[Excerpts from a dataset]
▬▬▬▬▬▬▬▬▬▬

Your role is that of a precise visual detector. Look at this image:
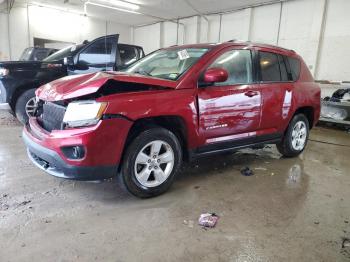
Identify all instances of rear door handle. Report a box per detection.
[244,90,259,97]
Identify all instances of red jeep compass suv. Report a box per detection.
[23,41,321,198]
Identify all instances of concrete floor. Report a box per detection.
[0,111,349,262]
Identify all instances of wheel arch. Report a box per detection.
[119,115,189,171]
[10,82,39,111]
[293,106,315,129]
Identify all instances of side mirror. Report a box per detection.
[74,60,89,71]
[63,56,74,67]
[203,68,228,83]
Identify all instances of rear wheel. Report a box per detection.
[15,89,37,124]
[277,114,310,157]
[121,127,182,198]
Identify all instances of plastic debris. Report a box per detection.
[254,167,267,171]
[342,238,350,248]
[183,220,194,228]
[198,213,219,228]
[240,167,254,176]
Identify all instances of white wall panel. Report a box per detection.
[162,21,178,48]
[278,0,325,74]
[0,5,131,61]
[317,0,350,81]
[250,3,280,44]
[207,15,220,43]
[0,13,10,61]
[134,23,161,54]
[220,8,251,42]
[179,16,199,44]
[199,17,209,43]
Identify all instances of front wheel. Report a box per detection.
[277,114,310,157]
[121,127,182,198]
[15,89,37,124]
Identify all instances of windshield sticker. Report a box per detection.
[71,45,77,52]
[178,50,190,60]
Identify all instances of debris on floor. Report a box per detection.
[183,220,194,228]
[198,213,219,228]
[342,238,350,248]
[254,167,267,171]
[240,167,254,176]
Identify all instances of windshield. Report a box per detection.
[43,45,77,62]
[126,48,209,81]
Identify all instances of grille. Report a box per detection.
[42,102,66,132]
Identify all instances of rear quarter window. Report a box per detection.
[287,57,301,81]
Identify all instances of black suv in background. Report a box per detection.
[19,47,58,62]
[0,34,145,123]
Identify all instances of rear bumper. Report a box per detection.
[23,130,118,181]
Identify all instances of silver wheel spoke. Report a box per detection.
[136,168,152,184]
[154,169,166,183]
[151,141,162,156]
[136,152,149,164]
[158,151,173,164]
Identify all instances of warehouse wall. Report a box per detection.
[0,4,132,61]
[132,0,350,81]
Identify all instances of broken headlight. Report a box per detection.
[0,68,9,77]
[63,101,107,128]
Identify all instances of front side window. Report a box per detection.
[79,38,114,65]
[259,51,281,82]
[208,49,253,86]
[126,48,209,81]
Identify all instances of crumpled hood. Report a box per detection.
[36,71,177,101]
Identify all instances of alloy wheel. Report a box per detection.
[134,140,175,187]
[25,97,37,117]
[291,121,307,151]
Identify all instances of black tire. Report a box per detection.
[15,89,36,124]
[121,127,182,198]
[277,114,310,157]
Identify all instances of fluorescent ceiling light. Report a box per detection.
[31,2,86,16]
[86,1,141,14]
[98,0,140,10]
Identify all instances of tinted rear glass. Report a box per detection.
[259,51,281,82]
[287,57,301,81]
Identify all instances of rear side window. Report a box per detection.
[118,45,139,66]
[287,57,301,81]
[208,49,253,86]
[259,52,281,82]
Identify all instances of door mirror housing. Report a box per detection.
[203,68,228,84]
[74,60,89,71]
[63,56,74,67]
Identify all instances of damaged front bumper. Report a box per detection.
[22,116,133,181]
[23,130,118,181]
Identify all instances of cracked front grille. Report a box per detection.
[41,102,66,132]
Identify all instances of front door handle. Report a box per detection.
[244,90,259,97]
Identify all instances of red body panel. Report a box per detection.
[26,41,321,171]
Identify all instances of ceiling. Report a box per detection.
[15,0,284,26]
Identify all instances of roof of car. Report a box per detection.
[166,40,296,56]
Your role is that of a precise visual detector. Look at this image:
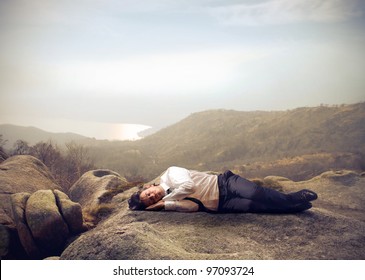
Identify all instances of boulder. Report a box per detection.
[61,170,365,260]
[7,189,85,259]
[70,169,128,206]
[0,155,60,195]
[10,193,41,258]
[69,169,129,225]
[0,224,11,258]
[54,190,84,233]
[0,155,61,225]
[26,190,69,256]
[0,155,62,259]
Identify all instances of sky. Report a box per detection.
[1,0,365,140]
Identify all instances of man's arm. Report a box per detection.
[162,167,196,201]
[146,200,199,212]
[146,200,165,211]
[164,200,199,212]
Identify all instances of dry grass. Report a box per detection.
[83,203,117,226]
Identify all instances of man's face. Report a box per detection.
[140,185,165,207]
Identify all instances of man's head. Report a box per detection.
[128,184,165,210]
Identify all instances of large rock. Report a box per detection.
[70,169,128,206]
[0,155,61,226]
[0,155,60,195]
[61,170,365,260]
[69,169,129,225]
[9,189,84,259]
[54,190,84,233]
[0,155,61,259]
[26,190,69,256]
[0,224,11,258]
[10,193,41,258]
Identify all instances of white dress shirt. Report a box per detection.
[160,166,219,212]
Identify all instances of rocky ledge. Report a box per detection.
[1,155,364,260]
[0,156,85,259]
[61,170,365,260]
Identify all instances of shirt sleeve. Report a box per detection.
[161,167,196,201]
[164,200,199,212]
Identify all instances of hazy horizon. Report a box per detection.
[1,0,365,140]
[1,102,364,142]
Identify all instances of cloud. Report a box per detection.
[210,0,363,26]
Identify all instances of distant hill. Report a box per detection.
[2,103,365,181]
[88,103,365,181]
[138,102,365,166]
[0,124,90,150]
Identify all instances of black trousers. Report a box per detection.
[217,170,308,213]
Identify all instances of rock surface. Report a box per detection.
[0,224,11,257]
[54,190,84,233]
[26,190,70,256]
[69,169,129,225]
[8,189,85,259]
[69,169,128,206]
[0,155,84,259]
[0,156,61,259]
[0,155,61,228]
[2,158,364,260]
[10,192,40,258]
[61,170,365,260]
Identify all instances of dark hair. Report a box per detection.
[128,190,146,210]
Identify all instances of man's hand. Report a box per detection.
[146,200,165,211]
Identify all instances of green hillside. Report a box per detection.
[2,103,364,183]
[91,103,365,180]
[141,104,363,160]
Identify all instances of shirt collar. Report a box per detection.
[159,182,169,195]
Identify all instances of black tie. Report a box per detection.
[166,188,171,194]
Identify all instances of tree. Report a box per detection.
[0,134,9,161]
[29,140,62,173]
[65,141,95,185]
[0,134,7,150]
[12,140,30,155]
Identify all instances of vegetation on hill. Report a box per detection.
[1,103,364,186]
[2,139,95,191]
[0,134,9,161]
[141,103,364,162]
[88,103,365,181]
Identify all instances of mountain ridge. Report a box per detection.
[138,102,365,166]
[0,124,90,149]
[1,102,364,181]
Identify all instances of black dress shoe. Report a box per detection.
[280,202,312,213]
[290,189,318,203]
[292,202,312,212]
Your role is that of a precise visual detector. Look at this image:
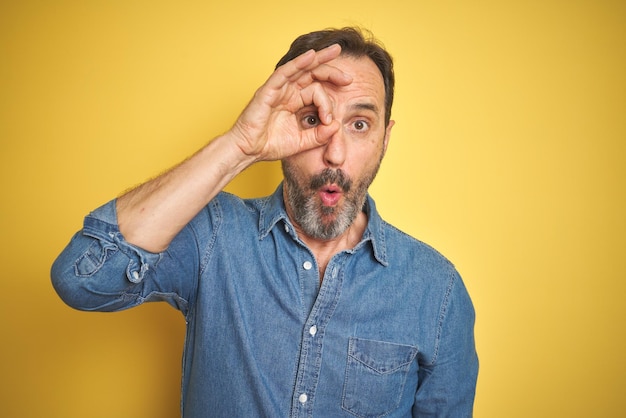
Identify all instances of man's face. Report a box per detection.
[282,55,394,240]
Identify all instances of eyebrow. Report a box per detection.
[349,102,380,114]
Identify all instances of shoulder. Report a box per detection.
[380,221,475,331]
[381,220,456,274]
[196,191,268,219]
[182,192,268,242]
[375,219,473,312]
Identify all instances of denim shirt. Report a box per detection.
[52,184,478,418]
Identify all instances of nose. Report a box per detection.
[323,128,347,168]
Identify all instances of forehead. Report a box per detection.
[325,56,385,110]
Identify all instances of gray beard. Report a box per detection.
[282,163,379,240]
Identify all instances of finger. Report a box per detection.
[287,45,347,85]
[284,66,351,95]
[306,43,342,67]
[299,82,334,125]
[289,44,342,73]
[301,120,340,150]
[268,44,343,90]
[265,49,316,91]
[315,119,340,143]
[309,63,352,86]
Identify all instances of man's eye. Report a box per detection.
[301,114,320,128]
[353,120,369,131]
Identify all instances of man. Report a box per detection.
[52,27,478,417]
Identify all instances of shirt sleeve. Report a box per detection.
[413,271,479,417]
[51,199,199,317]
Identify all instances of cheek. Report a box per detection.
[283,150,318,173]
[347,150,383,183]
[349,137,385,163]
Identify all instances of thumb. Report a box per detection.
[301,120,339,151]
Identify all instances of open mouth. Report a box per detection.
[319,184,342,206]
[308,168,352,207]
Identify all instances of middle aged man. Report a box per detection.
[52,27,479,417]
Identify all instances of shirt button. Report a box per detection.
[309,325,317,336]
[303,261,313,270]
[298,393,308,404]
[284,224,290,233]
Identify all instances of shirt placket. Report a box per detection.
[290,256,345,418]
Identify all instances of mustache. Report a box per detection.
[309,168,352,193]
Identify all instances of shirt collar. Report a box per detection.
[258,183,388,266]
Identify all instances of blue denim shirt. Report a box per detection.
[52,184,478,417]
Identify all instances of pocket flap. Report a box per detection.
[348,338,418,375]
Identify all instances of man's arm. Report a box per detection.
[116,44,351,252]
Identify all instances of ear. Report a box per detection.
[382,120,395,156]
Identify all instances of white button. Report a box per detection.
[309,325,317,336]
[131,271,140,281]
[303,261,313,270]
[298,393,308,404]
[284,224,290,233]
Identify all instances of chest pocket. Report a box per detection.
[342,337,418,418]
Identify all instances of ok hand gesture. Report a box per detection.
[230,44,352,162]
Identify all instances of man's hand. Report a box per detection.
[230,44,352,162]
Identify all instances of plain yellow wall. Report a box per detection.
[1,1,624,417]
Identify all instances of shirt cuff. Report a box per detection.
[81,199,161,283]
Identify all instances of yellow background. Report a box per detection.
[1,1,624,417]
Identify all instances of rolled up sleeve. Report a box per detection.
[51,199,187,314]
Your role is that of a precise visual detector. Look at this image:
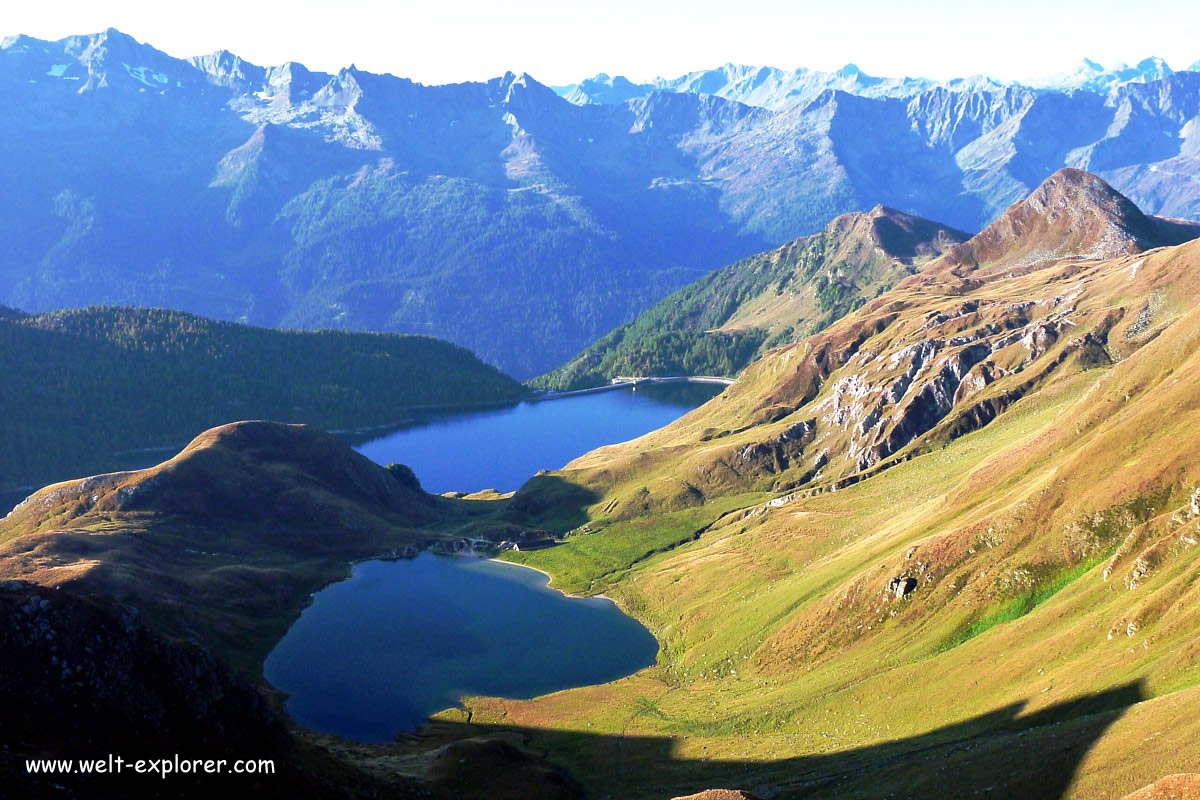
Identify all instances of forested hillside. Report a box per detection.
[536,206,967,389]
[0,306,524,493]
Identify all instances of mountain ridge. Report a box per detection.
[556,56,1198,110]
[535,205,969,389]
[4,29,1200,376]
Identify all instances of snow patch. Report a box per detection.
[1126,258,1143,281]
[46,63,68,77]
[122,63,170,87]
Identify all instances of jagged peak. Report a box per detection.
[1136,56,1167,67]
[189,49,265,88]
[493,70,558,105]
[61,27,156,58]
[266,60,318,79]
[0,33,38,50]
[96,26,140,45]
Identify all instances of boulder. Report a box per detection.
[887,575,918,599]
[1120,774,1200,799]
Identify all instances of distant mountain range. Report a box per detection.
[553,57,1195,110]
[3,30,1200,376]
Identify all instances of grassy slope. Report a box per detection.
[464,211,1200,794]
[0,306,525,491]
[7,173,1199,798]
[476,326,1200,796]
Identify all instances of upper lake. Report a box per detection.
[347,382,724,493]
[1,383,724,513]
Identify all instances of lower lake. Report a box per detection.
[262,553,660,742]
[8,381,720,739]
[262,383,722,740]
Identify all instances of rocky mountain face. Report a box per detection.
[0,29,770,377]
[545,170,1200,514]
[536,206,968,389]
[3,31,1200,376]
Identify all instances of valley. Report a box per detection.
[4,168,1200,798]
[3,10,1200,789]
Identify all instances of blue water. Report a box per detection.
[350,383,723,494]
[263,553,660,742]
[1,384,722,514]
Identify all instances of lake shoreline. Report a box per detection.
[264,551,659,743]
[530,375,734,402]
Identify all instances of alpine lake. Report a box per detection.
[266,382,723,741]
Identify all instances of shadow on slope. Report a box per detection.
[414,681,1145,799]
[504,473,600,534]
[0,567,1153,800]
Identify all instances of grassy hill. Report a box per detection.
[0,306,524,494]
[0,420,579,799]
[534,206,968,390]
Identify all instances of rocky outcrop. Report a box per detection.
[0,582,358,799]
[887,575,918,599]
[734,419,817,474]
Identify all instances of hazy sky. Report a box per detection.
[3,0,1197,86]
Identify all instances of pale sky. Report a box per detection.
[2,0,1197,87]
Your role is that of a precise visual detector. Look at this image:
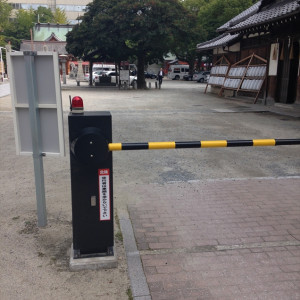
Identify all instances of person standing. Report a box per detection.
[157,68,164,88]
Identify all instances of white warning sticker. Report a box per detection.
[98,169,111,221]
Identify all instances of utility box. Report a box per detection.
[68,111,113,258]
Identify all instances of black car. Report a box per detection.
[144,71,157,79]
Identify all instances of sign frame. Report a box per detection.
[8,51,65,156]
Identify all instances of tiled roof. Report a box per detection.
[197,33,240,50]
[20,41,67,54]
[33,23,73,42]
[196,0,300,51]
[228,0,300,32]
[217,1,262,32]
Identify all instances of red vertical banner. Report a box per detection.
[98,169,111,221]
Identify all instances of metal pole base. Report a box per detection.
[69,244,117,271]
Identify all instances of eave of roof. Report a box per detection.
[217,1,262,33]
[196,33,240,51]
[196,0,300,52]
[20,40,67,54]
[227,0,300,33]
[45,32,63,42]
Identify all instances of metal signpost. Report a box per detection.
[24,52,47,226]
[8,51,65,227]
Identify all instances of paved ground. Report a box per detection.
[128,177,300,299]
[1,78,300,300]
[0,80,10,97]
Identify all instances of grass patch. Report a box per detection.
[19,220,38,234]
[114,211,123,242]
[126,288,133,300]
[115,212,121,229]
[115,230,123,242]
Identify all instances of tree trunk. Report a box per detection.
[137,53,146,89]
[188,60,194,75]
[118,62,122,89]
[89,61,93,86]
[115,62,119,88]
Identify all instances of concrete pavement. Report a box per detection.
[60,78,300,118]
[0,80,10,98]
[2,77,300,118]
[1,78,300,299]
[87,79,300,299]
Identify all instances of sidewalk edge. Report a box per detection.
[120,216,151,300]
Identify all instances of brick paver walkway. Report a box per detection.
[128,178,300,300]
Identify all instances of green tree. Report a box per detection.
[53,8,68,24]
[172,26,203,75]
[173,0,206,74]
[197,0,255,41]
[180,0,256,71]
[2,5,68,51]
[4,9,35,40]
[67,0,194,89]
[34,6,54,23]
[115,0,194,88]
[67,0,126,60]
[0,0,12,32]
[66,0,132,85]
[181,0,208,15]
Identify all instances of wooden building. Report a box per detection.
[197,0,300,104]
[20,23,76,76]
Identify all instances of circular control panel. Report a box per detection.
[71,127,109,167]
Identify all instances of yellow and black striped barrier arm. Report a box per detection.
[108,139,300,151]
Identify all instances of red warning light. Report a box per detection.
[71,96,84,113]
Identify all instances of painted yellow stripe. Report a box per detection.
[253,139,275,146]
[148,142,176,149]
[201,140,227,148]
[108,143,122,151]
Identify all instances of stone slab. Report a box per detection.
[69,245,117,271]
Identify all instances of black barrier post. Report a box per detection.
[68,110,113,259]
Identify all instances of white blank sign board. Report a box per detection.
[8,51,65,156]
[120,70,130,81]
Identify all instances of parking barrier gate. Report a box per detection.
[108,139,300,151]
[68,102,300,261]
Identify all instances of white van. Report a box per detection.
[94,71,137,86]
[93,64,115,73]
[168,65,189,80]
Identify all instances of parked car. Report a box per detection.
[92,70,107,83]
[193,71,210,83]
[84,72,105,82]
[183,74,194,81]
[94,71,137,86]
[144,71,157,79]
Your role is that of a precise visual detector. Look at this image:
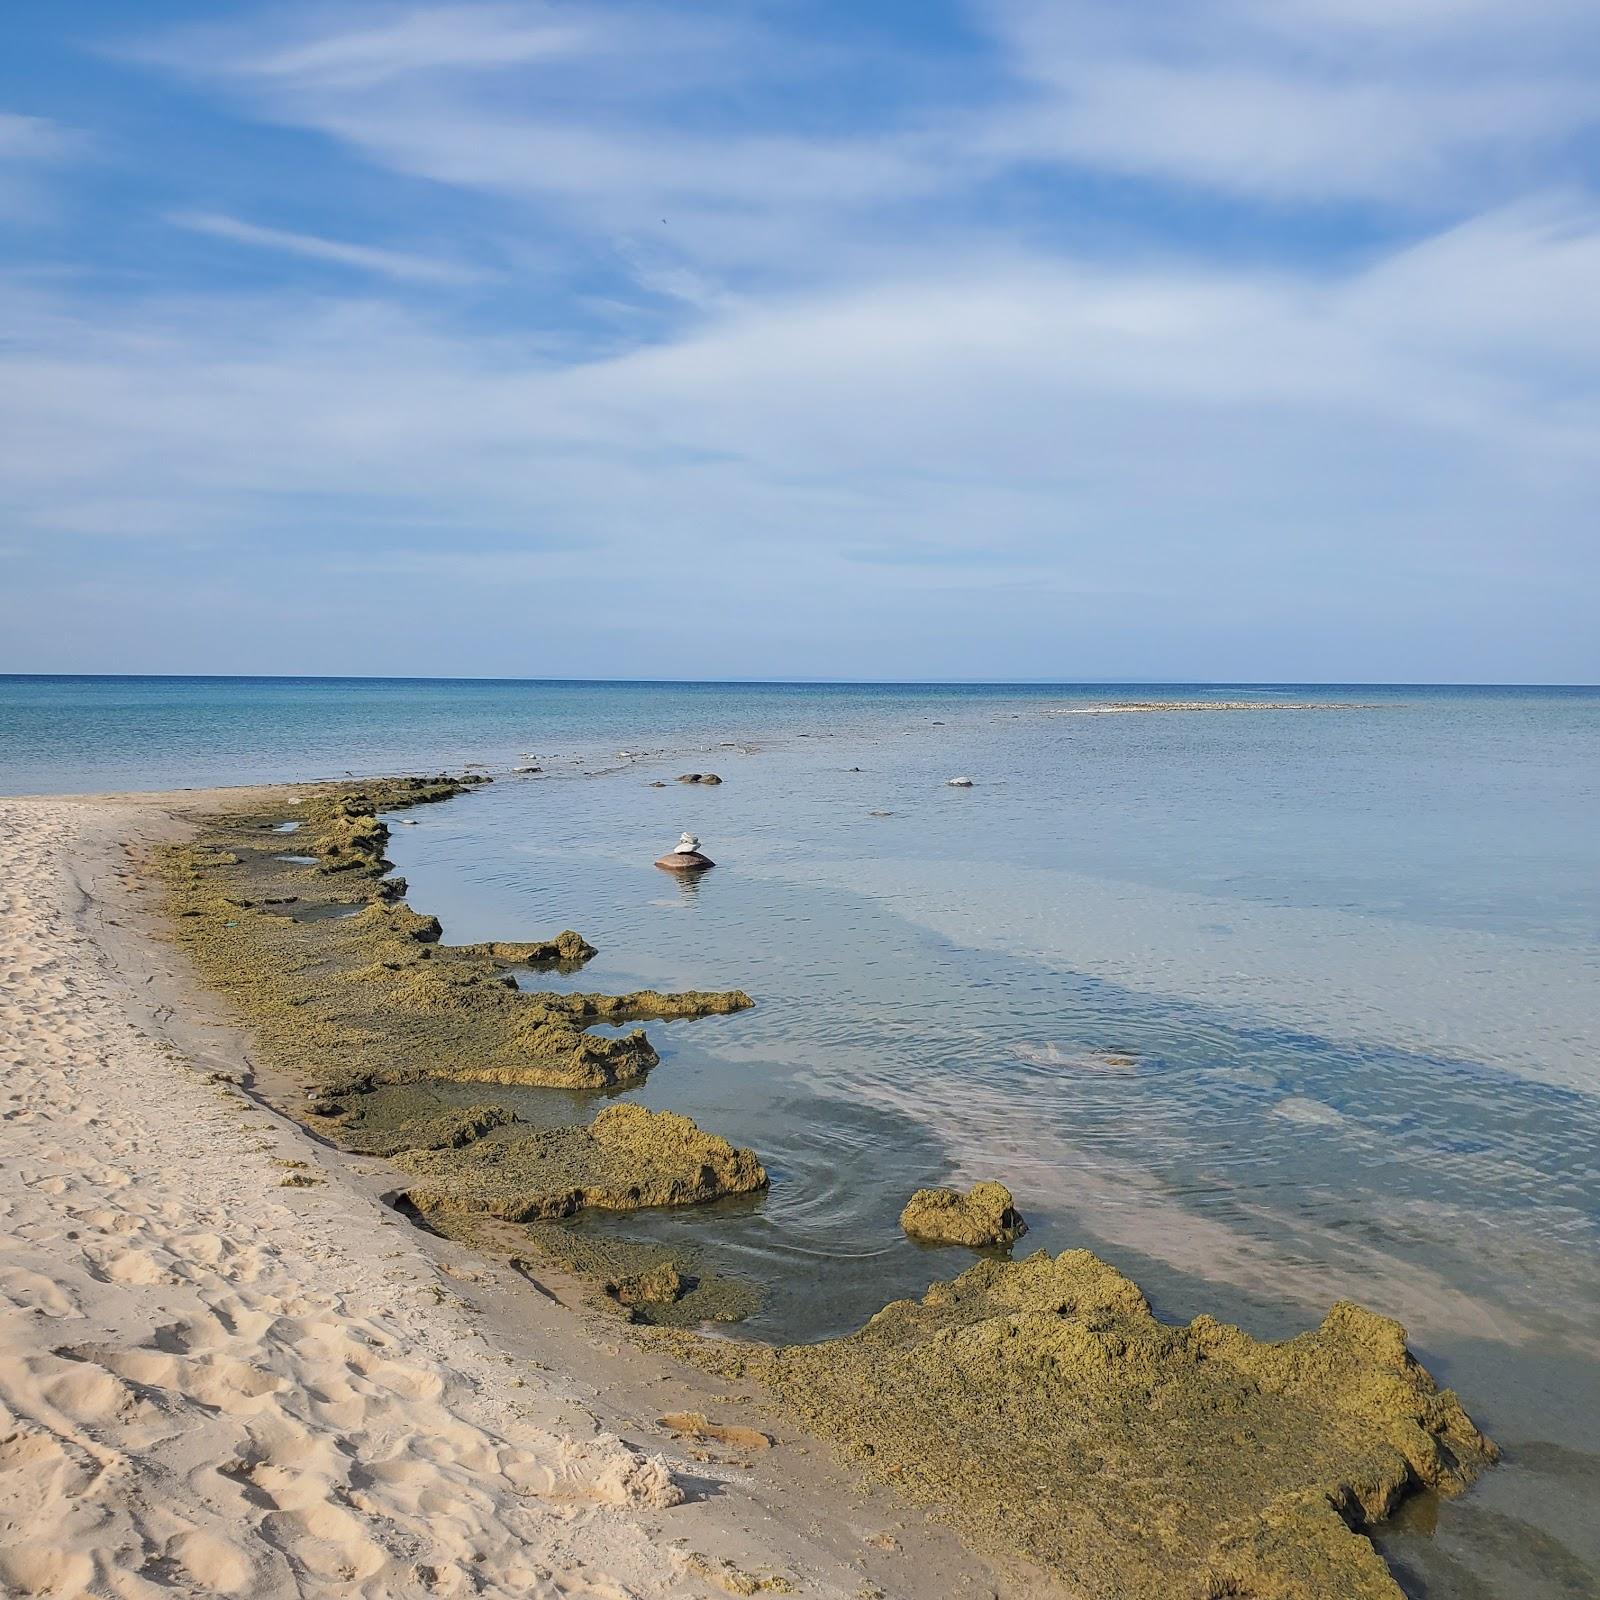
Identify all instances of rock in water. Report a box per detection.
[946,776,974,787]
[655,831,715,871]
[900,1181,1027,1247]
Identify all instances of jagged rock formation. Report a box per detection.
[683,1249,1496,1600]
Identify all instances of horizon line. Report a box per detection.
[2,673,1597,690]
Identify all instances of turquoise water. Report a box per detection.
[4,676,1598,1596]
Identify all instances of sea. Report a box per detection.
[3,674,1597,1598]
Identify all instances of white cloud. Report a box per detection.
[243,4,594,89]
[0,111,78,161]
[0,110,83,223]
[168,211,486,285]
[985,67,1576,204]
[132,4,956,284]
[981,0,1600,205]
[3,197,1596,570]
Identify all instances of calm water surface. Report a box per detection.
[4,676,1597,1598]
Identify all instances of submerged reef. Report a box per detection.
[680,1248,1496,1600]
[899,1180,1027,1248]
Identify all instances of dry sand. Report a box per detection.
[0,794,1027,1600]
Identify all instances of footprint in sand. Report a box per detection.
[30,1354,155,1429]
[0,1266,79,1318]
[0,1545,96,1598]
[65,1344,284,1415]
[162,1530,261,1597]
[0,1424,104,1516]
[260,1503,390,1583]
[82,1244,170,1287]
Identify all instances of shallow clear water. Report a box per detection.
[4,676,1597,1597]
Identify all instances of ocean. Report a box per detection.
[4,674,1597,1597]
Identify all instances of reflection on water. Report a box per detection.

▬▬▬▬▬▬▬▬▬▬

**WHAT THIS TASK INVOLVES**
Nothing is needed beyond an exact transcription of the lines from the one containing "Identify all instances of black barrier" to the end of the entries above, with the pictures omitted.

**TASK RESPONSE**
Identify all instances of black barrier post. Report a box per detection.
[68,110,113,259]
Identify all instances of white blank sign board. Report a box per detection.
[8,51,65,156]
[120,70,130,81]
Identify all instances of parking barrier gate. Report a box per detection.
[108,139,300,151]
[68,102,300,261]
Identify all instances of white van. Report a box per detection.
[94,71,137,86]
[93,64,115,73]
[168,65,189,80]
Identify all instances of parked car. Report a box per detection.
[92,70,107,83]
[193,71,210,83]
[84,72,105,82]
[183,74,194,81]
[94,71,137,86]
[144,71,157,79]
Your role is that of a precise visual detector. Look at this image:
Identify all instances of rock in water. Report a box per detection.
[946,776,974,787]
[655,831,715,871]
[900,1181,1027,1247]
Identify all instances of jagged rock formation. Report a box per detection.
[683,1249,1496,1600]
Identify all instances of horizon line. Report a box per detection.
[2,673,1597,690]
Identify all instances of turquoise water. Report a box per detection.
[4,676,1598,1596]
Identify all instances of sea. Report a box per detection.
[3,674,1597,1598]
Identify all instances of white cloud. Report a box per detection.
[243,4,594,89]
[0,111,78,161]
[0,110,83,223]
[168,211,486,285]
[985,67,1576,204]
[132,4,956,284]
[981,0,1600,205]
[3,197,1596,570]
Identify all instances of calm water surface. Report a box per detection.
[4,676,1597,1598]
Identify all instances of submerged reef. Report a box per detection.
[680,1248,1496,1600]
[899,1180,1027,1248]
Identify all instances of dry sand. Report a box per detection.
[0,794,1027,1600]
Identify all instances of footprint in sand. Report a box per detection.
[30,1354,155,1429]
[0,1266,79,1318]
[0,1545,96,1598]
[65,1344,284,1415]
[162,1530,261,1597]
[0,1424,104,1516]
[260,1503,390,1583]
[82,1244,170,1287]
Identify all instances of shallow clear water. Report a box per detection.
[4,676,1597,1597]
Identify all instances of ocean. Report a box per detection.
[4,674,1597,1597]
Identify all instances of reflection on water. Report a box per detection.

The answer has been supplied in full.